◆ **Written request 1**
Output the Mac memory usage article word for word, in full.

☆ ☆ ☆ ☆ ☆ ☆ ☆

You still remember the first thing on your mind when you were buying your new MacBook that this Machine will always keep up with your pace and will never slow down on you. That’s exactly what these awesome machines are built to do. But sooner than you think, it starts slowing down. The first thing you need to know is that the performance of your Mac depends a lot on the memory usage on the device. We will talk about some of the ways to learn how to reduce memory usage on Mac and get it to maximum performance again.
- Part 1. Check Your Available Memory Usage on Mac First!
- Part 2. Running out of Space? Try The Quick Fix to Free Up Memory Space Here
- Part 3. Other 7 Tips to Reduce Memory Usage on Mac Manually
- Part 4. If You Use Chrome Browser, Here's Bonus Tip to Lower Memory Usage
- Part 5. Anyway, You Should Keep Your Eye on Mac's Memory Usage
Check Your Available Memory Usage on Mac First!
All the applications developed for use on Apple Machines are built to optimally use the memory available. But memory management for MacBook becomes critical when you open too many applications that are running simultaneously. This results in major memory overload.
Once you experience your Mac slowing down, you should start analyzing the memory usage. If you don’t know how to check memory usage on Mac, the best application to start with is the Activity Monitor. You can easily find this application in the Utilities or you can simply type the name of the application in the Spotlight window.

☆ ☆ ☆ ☆ ☆ ☆ ☆

◆ **Written request 2**
Format the records as a two-column CSV with the headers request and answer, one row per record, each field in quotes and line breaks turned into spaces. Begin at the line that has "segment tree" and stop after the last line of the records.

☆ ☆ ☆ ☆ ☆ ☆ ☆

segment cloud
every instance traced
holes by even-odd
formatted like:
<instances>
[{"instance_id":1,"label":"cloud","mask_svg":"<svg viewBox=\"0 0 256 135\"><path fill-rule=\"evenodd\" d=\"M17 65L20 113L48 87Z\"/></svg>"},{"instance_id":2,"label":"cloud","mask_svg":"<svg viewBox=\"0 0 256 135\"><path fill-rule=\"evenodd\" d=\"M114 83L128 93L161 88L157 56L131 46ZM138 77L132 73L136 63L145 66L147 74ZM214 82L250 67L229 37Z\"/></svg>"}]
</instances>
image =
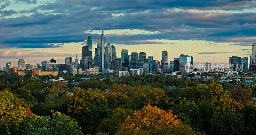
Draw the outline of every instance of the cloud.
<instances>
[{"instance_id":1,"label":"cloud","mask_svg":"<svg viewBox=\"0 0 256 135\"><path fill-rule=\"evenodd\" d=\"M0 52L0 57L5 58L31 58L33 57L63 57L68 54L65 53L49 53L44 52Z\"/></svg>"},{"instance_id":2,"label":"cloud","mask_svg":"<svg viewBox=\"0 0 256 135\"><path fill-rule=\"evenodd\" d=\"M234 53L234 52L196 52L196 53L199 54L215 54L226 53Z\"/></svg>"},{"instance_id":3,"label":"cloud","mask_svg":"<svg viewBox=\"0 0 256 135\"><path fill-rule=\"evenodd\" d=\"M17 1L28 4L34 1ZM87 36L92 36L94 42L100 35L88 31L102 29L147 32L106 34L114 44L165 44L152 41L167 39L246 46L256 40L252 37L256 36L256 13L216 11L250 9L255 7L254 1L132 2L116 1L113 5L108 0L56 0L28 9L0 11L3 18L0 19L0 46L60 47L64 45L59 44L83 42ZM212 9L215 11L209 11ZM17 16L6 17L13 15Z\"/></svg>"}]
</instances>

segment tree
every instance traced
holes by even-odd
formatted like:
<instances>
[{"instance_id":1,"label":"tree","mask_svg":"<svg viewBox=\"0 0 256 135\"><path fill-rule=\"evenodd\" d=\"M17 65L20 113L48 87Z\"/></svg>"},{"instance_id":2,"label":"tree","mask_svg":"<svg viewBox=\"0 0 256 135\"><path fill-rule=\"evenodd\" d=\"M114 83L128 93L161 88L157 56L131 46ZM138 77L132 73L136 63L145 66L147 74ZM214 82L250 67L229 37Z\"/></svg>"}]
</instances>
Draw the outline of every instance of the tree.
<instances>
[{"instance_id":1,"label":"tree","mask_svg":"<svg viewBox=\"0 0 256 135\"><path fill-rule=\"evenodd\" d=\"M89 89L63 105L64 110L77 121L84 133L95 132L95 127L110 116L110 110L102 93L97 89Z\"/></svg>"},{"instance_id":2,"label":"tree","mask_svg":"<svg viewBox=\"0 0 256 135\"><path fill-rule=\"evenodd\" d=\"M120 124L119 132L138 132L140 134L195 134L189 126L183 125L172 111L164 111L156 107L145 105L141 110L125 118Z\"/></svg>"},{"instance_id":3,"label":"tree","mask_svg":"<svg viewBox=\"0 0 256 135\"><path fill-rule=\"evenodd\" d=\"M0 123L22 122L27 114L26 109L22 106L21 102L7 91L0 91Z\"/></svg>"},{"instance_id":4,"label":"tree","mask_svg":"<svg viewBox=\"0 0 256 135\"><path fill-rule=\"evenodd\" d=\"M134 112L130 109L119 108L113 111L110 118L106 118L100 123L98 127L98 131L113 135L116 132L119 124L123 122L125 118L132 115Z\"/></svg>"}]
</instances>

☆ ☆ ☆ ☆ ☆ ☆ ☆

◆ **Final result 1**
You still remember the first thing on your mind when you were buying your new MacBook that this Machine will always keep up with your pace and will never slow down on you. That’s exactly what these awesome machines are built to do. But sooner than you think, it starts slowing down. The first thing you need to know is that the performance of your Mac depends a lot on the memory usage on the device. We will talk about some of the ways to learn how to reduce memory usage on Mac and get it to maximum performance again.
- Part 1. Check Your Available Memory Usage on Mac First!
- Part 2. Running out of Space? Try The Quick Fix to Free Up Memory Space Here
- Part 3. Other 7 Tips to Reduce Memory Usage on Mac Manually
- Part 4. If You Use Chrome Browser, Here's Bonus Tip to Lower Memory Usage
- Part 5. Anyway, You Should Keep Your Eye on Mac's Memory Usage
Check Your Available Memory Usage on Mac First!
All the applications developed for use on Apple Machines are built to optimally use the memory available. But memory management for MacBook becomes critical when you open too many applications that are running simultaneously. This results in major memory overload.
Once you experience your Mac slowing down, you should start analyzing the memory usage. If you don’t know how to check memory usage on Mac, the best application to start with is the Activity Monitor. You can easily find this application in the Utilities or you can simply type the name of the application in the Spotlight window.

◆ **Final result 2**
request,answer
"segment tree every instance traced holes by even-odd formatted like: <instances> [{""instance_id"":1,""label"":""tree"",""mask_svg"":""<svg viewBox=\""0 0 256 135\""><path fill-rule=\""evenodd\"" d=\""M17 65L20 113L48 87Z\""/></svg>""},{""instance_id"":2,""label"":""tree"",""mask_svg"":""<svg viewBox=\""0 0 256 135\""><path fill-rule=\""evenodd\"" d=\""M114 83L128 93L161 88L157 56L131 46ZM138 77L132 73L136 63L145 66L147 74ZM214 82L250 67L229 37Z\""/></svg>""}] </instances> Draw the outline of every instance of the tree.","<instances> [{""instance_id"":1,""label"":""tree"",""mask_svg"":""<svg viewBox=\""0 0 256 135\""><path fill-rule=\""evenodd\"" d=\""M89 89L63 105L64 110L77 121L84 133L95 132L95 127L110 116L110 110L102 93L97 89Z\""/></svg>""},{""instance_id"":2,""label"":""tree"",""mask_svg"":""<svg viewBox=\""0 0 256 135\""><path fill-rule=\""evenodd\"" d=\""M120 124L119 132L138 132L140 134L195 134L189 126L183 125L172 111L164 111L156 107L145 105L141 110L125 118Z\""/></svg>""},{""instance_id"":3,""label"":""tree"",""mask_svg"":""<svg viewBox=\""0 0 256 135\""><path fill-rule=\""evenodd\"" d=\""M0 123L22 122L27 114L26 109L22 106L21 102L7 91L0 91Z\""/></svg>""},{""instance_id"":4,""label"":""tree"",""mask_svg"":""<svg viewBox=\""0 0 256 135\""><path fill-rule=\""evenodd\"" d=\""M134 112L130 109L119 108L113 111L110 118L106 118L100 123L98 127L98 131L113 135L116 132L119 124L123 122L125 118L132 115Z\""/></svg>""}] </instances>"